── RECORDS FOR THE EXERCISE
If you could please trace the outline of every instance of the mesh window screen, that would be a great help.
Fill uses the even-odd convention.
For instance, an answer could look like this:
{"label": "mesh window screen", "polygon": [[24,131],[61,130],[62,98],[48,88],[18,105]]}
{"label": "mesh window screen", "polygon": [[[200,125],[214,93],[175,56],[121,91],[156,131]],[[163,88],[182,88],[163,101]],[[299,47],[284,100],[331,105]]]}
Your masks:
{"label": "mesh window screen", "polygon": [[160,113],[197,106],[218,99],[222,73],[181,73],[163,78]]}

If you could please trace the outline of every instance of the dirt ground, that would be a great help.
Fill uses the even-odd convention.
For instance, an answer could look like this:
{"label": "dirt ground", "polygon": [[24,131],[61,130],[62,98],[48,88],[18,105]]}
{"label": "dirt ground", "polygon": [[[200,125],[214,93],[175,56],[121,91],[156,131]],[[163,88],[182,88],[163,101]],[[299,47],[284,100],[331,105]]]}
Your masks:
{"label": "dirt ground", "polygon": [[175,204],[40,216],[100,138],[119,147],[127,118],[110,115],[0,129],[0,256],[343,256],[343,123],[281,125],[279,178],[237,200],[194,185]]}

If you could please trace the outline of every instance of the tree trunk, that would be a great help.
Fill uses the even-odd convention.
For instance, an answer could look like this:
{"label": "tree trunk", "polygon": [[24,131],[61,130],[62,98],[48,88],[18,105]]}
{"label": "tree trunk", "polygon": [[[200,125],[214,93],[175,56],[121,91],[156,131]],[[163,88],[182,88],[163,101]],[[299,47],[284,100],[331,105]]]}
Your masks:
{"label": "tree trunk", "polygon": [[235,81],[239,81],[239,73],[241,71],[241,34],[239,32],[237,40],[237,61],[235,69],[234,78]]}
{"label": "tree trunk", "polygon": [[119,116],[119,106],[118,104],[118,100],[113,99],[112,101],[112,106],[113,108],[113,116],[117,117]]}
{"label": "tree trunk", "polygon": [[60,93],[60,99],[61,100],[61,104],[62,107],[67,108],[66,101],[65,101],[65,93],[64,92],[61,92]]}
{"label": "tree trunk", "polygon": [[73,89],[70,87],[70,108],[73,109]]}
────
▸ **AIM**
Lay out every line of the rows above as a Markdown table with two columns, "Line No." and "Line Text", skipping blank lines.

▸ **RESULT BELOW**
| Line No. | Line Text |
|---|---|
| 1 | If you could please trace the outline of every instance of the mesh window screen, that would be a great help. |
| 2 | Fill uses the even-odd convention. |
| 3 | For instance, an answer could look like this: |
| 4 | {"label": "mesh window screen", "polygon": [[24,131],[61,130],[62,98],[48,88],[18,105]]} |
| 5 | {"label": "mesh window screen", "polygon": [[[200,125],[214,93],[175,56],[121,91],[156,131]],[[163,88],[182,88],[163,101]],[[299,47],[284,100],[331,105]]]} |
| 6 | Your masks: |
| 7 | {"label": "mesh window screen", "polygon": [[160,113],[197,106],[218,99],[222,73],[181,73],[163,78]]} |
| 8 | If you could please trace the outline of every instance of the dirt ground, that would be a great help. |
| 9 | Fill uses the even-odd convention. |
| 10 | For instance, an answer could look like this: |
| 11 | {"label": "dirt ground", "polygon": [[24,131],[61,130],[62,98],[48,88],[18,105]]} |
| 12 | {"label": "dirt ground", "polygon": [[[200,125],[214,93],[175,56],[121,91],[156,131]],[[163,88],[182,88],[163,101]],[[299,47],[284,100],[331,105]]]} |
| 13 | Your masks: |
| 14 | {"label": "dirt ground", "polygon": [[175,204],[40,216],[100,138],[119,147],[127,118],[110,115],[0,129],[0,256],[343,256],[343,123],[281,125],[279,178],[237,200],[194,185]]} |
| 15 | If you could please trace the outline of every instance of the tree trunk, that would be a great help. |
| 16 | Fill uses the even-odd convention. |
| 17 | For instance, an answer could look like this: |
| 18 | {"label": "tree trunk", "polygon": [[24,131],[61,130],[62,98],[48,88],[18,105]]} |
| 19 | {"label": "tree trunk", "polygon": [[[200,125],[214,93],[175,56],[121,91],[156,131]],[[163,88],[182,88],[163,101]],[[299,47],[284,100],[331,105]]]} |
| 20 | Your masks: |
| 21 | {"label": "tree trunk", "polygon": [[235,81],[239,81],[239,73],[241,71],[241,34],[239,32],[237,40],[237,61],[235,69],[234,78]]} |
| 22 | {"label": "tree trunk", "polygon": [[119,116],[119,106],[118,104],[118,100],[113,99],[112,101],[112,106],[113,108],[113,116],[117,117]]} |
| 23 | {"label": "tree trunk", "polygon": [[60,93],[60,99],[61,100],[61,104],[62,107],[67,108],[66,101],[65,101],[65,93],[64,92],[61,92]]} |
| 24 | {"label": "tree trunk", "polygon": [[73,89],[70,87],[70,108],[73,109]]} |